* _PROBLEM TO SOLVE_
Output every line below without omitting or altering anything.

* _INFORMATION GIVEN_
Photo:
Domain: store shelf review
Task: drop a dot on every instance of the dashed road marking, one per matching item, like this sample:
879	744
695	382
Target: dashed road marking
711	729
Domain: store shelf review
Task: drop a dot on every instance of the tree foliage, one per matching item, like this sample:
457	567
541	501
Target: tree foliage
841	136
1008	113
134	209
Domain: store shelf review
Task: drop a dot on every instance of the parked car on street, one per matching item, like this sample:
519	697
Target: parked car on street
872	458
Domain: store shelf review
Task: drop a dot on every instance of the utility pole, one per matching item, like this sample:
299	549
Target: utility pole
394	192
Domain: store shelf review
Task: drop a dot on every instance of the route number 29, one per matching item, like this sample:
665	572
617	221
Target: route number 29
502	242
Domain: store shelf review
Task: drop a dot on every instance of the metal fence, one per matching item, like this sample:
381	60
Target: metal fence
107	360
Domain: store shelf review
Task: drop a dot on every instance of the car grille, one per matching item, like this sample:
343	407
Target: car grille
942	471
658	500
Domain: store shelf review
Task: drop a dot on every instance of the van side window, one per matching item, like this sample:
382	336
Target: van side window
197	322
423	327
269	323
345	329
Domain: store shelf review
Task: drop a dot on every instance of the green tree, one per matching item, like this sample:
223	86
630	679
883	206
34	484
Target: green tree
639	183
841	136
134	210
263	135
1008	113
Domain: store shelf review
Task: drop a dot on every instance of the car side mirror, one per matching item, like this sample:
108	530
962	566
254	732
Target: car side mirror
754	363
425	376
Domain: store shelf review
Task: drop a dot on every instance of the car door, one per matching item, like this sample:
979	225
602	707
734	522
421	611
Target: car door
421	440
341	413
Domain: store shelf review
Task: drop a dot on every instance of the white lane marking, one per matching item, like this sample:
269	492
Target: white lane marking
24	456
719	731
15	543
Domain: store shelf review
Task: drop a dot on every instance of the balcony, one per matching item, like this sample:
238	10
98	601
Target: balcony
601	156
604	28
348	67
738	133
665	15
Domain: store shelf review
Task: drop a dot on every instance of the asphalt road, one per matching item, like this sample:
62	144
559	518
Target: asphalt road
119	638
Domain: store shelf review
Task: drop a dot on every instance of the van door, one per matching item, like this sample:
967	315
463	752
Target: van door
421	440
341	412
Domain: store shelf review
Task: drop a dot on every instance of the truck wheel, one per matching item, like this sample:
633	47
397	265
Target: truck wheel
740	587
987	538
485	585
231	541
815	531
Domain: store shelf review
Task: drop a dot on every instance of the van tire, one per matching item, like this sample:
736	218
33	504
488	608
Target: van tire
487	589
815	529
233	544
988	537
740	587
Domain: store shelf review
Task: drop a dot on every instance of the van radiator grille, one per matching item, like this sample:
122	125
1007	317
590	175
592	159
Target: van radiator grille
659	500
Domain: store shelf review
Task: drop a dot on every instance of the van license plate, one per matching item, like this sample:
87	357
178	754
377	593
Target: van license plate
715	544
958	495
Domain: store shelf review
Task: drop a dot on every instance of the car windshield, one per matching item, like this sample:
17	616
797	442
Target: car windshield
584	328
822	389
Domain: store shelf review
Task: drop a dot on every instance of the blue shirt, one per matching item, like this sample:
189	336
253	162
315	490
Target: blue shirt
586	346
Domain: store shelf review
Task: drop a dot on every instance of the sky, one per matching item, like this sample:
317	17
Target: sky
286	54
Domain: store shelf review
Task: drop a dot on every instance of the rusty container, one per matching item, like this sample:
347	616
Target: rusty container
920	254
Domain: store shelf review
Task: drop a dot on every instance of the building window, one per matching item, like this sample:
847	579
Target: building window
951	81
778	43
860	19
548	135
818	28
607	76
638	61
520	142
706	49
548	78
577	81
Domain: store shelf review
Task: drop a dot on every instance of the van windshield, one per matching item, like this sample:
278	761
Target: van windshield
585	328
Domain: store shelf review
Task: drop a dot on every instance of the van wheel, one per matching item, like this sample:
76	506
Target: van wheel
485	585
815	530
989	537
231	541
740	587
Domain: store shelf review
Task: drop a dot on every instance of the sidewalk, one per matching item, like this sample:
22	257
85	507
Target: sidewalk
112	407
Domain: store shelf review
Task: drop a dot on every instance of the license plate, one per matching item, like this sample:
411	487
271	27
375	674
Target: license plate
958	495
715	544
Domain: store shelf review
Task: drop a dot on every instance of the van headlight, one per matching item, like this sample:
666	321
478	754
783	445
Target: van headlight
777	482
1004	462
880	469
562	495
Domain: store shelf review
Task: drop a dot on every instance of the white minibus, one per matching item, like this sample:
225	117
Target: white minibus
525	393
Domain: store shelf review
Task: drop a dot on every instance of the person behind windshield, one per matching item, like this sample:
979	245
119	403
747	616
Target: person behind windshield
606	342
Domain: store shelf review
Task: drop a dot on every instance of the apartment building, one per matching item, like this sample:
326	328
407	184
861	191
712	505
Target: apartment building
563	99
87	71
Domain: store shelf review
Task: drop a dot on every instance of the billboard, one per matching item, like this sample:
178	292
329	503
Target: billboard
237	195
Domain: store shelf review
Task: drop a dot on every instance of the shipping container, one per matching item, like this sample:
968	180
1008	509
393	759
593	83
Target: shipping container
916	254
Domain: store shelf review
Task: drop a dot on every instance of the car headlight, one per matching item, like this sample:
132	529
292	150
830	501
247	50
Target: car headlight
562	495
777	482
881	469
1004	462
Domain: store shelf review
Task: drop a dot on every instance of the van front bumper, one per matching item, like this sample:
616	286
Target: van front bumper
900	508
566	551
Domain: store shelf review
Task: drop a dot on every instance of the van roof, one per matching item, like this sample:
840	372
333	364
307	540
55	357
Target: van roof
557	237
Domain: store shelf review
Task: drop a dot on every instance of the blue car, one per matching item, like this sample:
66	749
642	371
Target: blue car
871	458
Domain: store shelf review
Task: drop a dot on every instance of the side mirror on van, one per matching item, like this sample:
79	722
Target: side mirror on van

* _EXERCISE RESPONSE_
Photo:
Domain: store shelf review
Task: drop a dot on every instance of the dashed road marking, one per matching item, like this sample:
879	744
695	382
Target: dashed road marking
711	729
Domain: store shelf review
Task: drop a dot on every instance of the tree foliage, one per matching item, like this sample:
457	567
541	501
Target: tree foliage
841	136
1008	113
134	209
Domain: store shelf review
Task: drop a dot on every instance of the parked car on street, one per matching item, like this sample:
519	697
Target: parked car on street
872	458
Domain: store shelf review
Task: drop a dot on every instance of the utility pole, one per matching item, like this sample:
299	549
Target: utility pole
394	192
Domain: store shelf review
Task: drop a dot on every instance of the route number 29, one per matching item, like this sample:
665	572
617	221
Target: route number 29
502	242
Domain: store shelf review
Task: drop a dot on every instance of the metal fence, one per matching item, like this sample:
381	60
Target: metal fence
107	360
Domain: store shelf review
Task: drop a dot on every instance of the car grille, one per matching item, like this sample:
343	407
Target: car grille
942	471
658	500
Domain: store shelf review
Task: drop a dot on every instance of the van side window, one per matching item, like this sample:
382	336
Target: van side window
197	322
423	327
269	323
345	329
Domain: store shelf review
Task: drop a dot on every instance of the green tree, one per matching item, like this sample:
223	86
630	679
883	206
34	484
Target: green tree
639	183
841	136
134	210
263	135
1008	113
Domain: store shelf review
Task: drop a dot on every instance of the car side mirror, one per matching item, like this sample:
108	530
962	566
254	732
Target: car side mirror
754	363
425	376
Domain: store shelf review
Task: drop a dot on every instance of the car door, one per matching item, like this sample:
979	225
602	707
734	522
421	611
Target: car door
421	440
341	413
Domain: store shelf review
Task: drop a dot on every instance of the white lane marking, one per matching item, like this sample:
269	492
Target: white lane marking
24	456
719	731
15	543
Domain: store shelf review
Task: drop a dot on every instance of the balcony, one per matching item, like this sample:
238	10
98	601
Target: balcony
601	156
604	28
348	67
738	133
665	15
Domain: store shelf review
Task: drop a dot on every instance of the asphalt road, one per matching item, like this sample:
62	144
559	518
Target: asphalt road
119	638
Domain: store shelf review
Task: drop a dot on every instance of the van door, one per matching item, like this sample:
967	315
463	752
Target: van door
421	440
341	412
Domain: store shelf review
Task: drop a dot on every instance of the truck wheel, one per matching item, like this sample:
633	47
397	265
Target: truck wheel
740	587
987	538
485	585
231	541
815	531
Domain: store shelf review
Task: drop a dot on every instance of the van tire, one per matching item, like this sample:
736	218
33	504
488	608
Target: van tire
487	589
815	529
233	544
988	537
740	587
Domain: store shelf review
Task: drop a dot on every instance of the van radiator grille, one per matching item, like this sample:
122	125
1007	317
590	175
592	159
Target: van radiator grille
659	500
Domain: store shelf review
Task: drop a dot on every instance of the van license plate, one per matching item, like this sample:
87	357
178	754
377	593
Target: van license plate
715	544
958	495
Domain: store shelf review
Task: drop a dot on every instance of the car windshield, one per matching item, like this sample:
17	616
797	442
Target: car windshield
584	328
822	389
Domain: store shelf review
Task: drop a dot on every instance of the blue shirt, one per matching item, like this sample:
189	336
253	162
315	490
Target: blue shirt
586	346
Domain: store shelf review
Task: drop a dot on every instance of the sky, one per matching item, like this sample:
317	17
Target: sky
286	54
Domain: store shelf review
Task: drop a dot on every instance of the rusty container, one per matching item, like this sample:
347	616
Target: rusty container
920	254
Domain: store shelf review
Task: drop a dot on every instance of the building window, one per matching item, like this sample:
847	579
Target: building window
951	81
778	43
860	19
548	135
818	28
607	76
638	61
520	142
706	49
548	78
577	81
Domain: store shelf review
Task: drop a dot on every instance of the van windshield, one per matching item, like this sample:
278	761
Target: van windshield
585	328
Domain: store shelf review
Task: drop a dot on every instance of the van wheel, one per matching item, like this sample:
76	506
Target: van wheel
485	585
815	530
989	537
231	541
740	587
Domain: store shelf review
Task: drop a dot on every instance of the sidewalk, one per matching item, like this sample:
22	257
85	507
Target: sidewalk
112	407
Domain: store shelf review
Task: drop a dot on every instance of the license plate, one per matching item, like this sample:
411	487
271	27
375	674
Target: license plate
958	495
715	544
Domain: store shelf review
Task: drop a dot on every instance of the van headlight, one per matching item, like this sample:
666	321
478	754
783	445
Target: van headlight
777	482
1004	462
880	469
562	495
Domain: store shelf review
Task: drop a dot on every instance of the white minibus, one per matching item, like this sample:
225	117
Target: white minibus
525	393
Domain: store shelf review
Task: drop a dot on every instance of the person behind windshield, one per matching item, like this sample:
979	245
119	403
747	616
Target: person behind windshield
606	342
Domain: store shelf review
Task: drop a dot on every instance of the apartment building, one per matching item, like this sample:
326	328
407	184
861	191
712	505
Target: apartment building
563	99
87	71
Domain: store shelf review
Task: drop a dot on every instance of the billboard, one per matching item, like this sample:
178	292
329	503
Target: billboard
237	195
Domain: store shelf review
Task: drop a dot on every instance of the shipping container, one per matching item, like this sample:
968	180
1008	509
393	759
593	83
Target: shipping container
916	254
Domain: store shelf review
Task: drop a dot on every instance of the car headlight, one per matching item, like this sample:
132	529
292	150
830	501
247	50
Target: car headlight
562	495
777	482
881	469
1004	462
Domain: store shelf review
Task: drop a dot on every instance of the van front bumper, one per matching item, like this sample:
616	286
Target: van front bumper
900	508
566	551
Domain: store shelf review
Task: drop a dot on every instance of the van roof, one per matching item, like this sample:
840	372
333	364
307	540
55	357
Target: van roof
557	237
Domain: store shelf review
Task: drop a dot on every instance of the blue car, one per matching item, like this sample:
66	749
642	371
Target: blue car
871	458
Domain: store shelf review
Task: drop a dot on every instance of the side mirror on van, one per matching item, like this sample:
79	722
Target: side mirror on van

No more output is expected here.